[Entries from a pointing dataset]
/---

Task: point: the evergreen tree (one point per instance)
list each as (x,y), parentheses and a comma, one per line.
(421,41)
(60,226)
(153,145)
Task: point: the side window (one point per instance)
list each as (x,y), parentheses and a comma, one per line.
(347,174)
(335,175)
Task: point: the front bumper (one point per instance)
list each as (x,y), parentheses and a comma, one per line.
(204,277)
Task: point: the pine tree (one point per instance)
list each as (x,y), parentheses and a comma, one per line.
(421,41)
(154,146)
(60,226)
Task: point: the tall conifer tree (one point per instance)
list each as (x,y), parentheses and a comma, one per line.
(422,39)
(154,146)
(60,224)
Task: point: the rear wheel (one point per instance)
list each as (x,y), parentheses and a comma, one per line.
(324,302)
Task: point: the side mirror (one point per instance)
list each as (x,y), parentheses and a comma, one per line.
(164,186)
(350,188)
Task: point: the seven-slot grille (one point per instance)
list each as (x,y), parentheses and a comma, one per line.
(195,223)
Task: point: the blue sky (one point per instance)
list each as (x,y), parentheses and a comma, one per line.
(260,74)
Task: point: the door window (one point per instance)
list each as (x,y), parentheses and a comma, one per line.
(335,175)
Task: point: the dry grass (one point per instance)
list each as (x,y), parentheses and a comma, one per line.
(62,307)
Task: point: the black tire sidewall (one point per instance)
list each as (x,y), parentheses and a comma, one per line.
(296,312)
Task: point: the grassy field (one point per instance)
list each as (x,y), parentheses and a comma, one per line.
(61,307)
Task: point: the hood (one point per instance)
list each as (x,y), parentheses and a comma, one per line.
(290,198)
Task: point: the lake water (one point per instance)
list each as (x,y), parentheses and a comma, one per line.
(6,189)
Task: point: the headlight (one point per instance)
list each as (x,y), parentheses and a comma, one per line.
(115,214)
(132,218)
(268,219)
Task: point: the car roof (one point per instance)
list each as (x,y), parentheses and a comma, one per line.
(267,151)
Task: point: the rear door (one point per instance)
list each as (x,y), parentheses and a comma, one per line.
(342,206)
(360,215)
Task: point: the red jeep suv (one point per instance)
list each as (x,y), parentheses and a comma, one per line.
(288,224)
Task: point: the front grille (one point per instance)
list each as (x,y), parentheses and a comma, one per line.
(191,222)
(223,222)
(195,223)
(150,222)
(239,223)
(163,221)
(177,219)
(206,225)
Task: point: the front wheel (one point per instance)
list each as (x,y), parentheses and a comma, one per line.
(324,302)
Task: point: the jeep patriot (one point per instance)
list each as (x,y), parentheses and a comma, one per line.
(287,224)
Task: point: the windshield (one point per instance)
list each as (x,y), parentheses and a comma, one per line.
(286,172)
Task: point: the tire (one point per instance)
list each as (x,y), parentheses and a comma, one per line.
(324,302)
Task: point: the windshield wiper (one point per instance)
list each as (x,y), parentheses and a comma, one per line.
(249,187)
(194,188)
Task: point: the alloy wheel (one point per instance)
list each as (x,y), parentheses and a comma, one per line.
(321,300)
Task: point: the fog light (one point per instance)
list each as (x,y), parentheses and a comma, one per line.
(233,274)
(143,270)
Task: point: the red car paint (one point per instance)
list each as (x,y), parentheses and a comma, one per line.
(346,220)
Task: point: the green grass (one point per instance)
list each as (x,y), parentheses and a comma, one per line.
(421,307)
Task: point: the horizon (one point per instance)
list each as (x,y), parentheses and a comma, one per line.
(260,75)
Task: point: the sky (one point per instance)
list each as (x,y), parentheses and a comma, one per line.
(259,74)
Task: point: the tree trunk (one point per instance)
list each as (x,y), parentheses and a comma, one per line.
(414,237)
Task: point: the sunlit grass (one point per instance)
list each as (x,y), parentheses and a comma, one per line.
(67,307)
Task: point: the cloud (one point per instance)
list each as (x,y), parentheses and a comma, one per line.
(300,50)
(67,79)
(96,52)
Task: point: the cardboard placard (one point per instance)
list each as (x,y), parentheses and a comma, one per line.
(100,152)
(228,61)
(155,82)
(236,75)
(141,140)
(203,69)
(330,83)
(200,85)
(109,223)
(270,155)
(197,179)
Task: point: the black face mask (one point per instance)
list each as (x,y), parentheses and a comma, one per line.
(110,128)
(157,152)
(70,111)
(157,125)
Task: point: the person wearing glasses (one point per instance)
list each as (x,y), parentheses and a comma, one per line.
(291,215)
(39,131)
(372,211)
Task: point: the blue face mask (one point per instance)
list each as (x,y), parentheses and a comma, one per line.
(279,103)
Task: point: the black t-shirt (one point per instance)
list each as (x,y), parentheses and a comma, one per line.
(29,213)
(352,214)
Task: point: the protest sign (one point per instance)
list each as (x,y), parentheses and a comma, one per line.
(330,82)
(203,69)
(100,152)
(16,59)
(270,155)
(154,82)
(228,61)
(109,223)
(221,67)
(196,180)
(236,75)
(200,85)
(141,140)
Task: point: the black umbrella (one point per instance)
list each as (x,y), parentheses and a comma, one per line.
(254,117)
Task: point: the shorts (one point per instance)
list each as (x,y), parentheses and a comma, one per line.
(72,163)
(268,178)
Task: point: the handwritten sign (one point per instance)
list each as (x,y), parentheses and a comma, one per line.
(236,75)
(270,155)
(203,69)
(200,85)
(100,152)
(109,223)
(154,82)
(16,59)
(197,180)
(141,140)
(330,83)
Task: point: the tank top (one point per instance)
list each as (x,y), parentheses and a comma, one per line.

\---

### [Request]
Beginning at the line that holds "Task: point: the cloud", write out word for word each line through the end of the records.

### [Expected answer]
Task: point: the cloud (one point per instance)
list each as (x,y), parentheses and a comma, one per line.
(300,50)
(67,79)
(96,52)
Task: point: the cardboard placard (one point per instance)
list each as (x,y), parentheses and a comma, one per line.
(100,152)
(228,61)
(155,82)
(236,75)
(141,140)
(203,69)
(330,83)
(200,85)
(109,223)
(270,155)
(197,179)
Task: point: the black face mask (one point per instance)
list each as (x,y), parentheses and a comma, one per line.
(110,128)
(157,152)
(70,111)
(157,125)
Task: point: the person wearing glasses (one point per instance)
list each as (x,y), parentheses and a comma, one per line.
(291,215)
(39,131)
(372,211)
Task: point: the blue face mask (one point per instance)
list each as (x,y), parentheses and a comma, one per line.
(279,103)
Task: point: the black t-shirt (one point per instance)
list each as (x,y), parentheses and a comma, one per line.
(29,213)
(352,214)
Task: point: the protest sign (one point per instance)
list each as (x,y), parentheses and a comma, one per line.
(330,82)
(203,69)
(100,152)
(16,59)
(270,155)
(154,82)
(228,61)
(109,223)
(221,67)
(196,180)
(236,75)
(200,85)
(141,140)
Task: point: the black umbrella (one point per instance)
list each as (x,y), parentheses and a comma, one per line.
(254,117)
Task: point: the shorts (one point per instance)
list each as (x,y), parentheses and a comma, one per line.
(72,163)
(268,178)
Task: point: the handwritten sign (one point per instance)
list each as (x,y), parentheses and a comma, one per line.
(236,75)
(270,155)
(203,69)
(200,85)
(100,152)
(109,223)
(154,82)
(16,59)
(197,180)
(141,140)
(330,83)
Task: point: the tank top (one point per instance)
list each as (x,y), parentheses and a comma, one per line.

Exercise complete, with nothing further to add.